== Stated goal 1 ==
In the cycling forum post, why does the writer shout "BIIIIIIIIIIIIIIIIIIIIIIKE" as loud as possible?

# Why I am a to$$er of the highest order



## Jacomus-rides-Gen (7 Sep 2007)

I am a good cyclist, in fact I would go as far as saying very good. I train hard, I spend hours in the saddle every week, have read Cyclecraft and various other training and maintainance manuals. I work hard to claim my place as a valid road user, and have adjusted my reactionary behaviour to be more reasoned in the case of poor drivers - hoping that I can make them think about what they did next time they approach a cyclist. I respond to others who are more experienced than me and who can teach me.

Today however, I was no better than an impatient driver of the kind I faced today. I put people in direct danger through my actions.

Riding back into town I was using a busy but wide A-road, holding a strong primary position and 59km/h (36mph) descending the long hill. Five cars shouldered past me so close that I could have reached out and touched them. Then a van did the same but shouted at me to move over as he went past. Bearing in mind this road is subject to a 40mph limit, I was pretty close to it. I moved further out in the lane to protect myself from more idiots squeezing past against the oncoming flow of traffic. So the guy starts leaning on his horn, and when that does no good comes inches from my rear wheel and keeps slipping the clutch to rev his engine at me. 

By now I was not in a brilliant mood, and refused to give any ground to him. A gap opened up and he pulled next to me, gave a little swerve and shouted something (probably about me needing to ride in the gutter). I turned the air pretty blue in response. 

At the bottom of the hill, just after the road flattens out there is a ped crossing, controlled by lights, followed by a diverging of the lanes and more lights. Matey-boy who screamed at me was stuck in that queue. I was fired up and was going to give him a serious talking to whilst he was trapped in the jam, if he took issue with it, he could eat pavement as far as I was concerned.

The ped lights changed, and I thought "F**k that, I'm close, I'm not letting that guy get away." Then as people began to walk across a boy of about 6-8 or so ran ahead of the crowd. 

I sh@t myself and went into a full on emergency stop and everything went slow motion. I was on a line that was taking me diagonally to the right, basically an intercept course for this kid as he was running L->R. I knew I would hit him if I didn't do something, but was braking so hard my back wheel was skipping. 

I let go of the brakes, shouted "BIIIIIIIIIIIIIIIIIIIIIIKE" as loud as possible, to make the peds freeze (its a tried and tested method for peds stepping into the road without looking), pulled the bike in left to cut behind the boy, avoiding him. I didn't hit the kid, but I clipped a ped with my left arm, really hard. I nearly lost control but got back on the brakes and stopped.

The gent was lying in the road, just sitting up as I went back. A few peds tutted at me and one younger man stopped to help the gent back to his feet after he had brushed my hand away. I tried to stammer out an apology, but he took charge and told me to get onto the pavement. 

He then proceeded to give me a very lengthy and heated telling off, in a very dignified and fatherly way. I could do noting but stammer out "I'm so sorry" over and over like a robot. What else could I say? What I did was indefensible.

== Data provided ==
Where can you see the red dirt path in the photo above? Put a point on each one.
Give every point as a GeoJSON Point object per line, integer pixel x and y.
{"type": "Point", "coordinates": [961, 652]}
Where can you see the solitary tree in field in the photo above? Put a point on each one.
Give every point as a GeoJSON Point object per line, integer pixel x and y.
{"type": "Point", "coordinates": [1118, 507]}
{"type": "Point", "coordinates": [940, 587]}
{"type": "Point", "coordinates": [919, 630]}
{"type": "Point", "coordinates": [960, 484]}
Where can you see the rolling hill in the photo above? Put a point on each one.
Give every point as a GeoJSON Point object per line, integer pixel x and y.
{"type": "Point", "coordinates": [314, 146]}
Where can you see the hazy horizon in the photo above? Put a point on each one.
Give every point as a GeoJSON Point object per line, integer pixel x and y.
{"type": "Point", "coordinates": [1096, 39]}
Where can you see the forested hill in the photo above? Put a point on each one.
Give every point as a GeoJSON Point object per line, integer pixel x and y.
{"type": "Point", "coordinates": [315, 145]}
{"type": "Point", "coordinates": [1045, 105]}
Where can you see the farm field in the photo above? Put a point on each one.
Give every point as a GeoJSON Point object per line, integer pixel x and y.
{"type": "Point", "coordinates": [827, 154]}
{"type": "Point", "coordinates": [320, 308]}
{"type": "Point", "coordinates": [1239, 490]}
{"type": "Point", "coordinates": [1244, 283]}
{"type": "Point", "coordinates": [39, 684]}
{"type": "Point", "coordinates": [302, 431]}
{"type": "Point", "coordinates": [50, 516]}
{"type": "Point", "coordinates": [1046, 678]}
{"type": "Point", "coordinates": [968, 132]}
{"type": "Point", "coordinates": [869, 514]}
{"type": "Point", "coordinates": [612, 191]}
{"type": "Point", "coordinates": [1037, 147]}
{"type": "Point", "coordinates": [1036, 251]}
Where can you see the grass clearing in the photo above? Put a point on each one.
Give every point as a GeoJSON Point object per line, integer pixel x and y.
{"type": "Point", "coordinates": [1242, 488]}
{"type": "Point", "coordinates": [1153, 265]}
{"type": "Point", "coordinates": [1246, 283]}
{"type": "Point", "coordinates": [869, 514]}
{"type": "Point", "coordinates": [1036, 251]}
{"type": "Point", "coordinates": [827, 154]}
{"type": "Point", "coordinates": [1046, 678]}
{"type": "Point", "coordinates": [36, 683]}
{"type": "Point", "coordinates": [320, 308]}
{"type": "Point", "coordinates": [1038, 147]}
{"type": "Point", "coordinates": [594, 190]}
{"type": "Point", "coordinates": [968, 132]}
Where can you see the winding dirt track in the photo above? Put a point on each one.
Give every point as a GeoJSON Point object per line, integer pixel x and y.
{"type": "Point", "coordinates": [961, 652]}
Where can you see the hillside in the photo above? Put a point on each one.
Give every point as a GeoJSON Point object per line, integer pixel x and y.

== Stated goal 2 ==
Retype the records from the line holding "Where can you see the winding" through the end of the records, both ends included.

== Correct result 1 ==
He shouts to make the pedestrians freeze. He calls it a tried and tested method for pedestrians who step into the road without looking.

== Correct result 2 ==
Where can you see the winding dirt track in the photo above? Put a point on each one.
Give every point as a GeoJSON Point object per line, integer pixel x and y.
{"type": "Point", "coordinates": [961, 652]}
Where can you see the hillside in the photo above? Put a point on each one.
Give every point as a GeoJSON Point object per line, integer pixel x and y.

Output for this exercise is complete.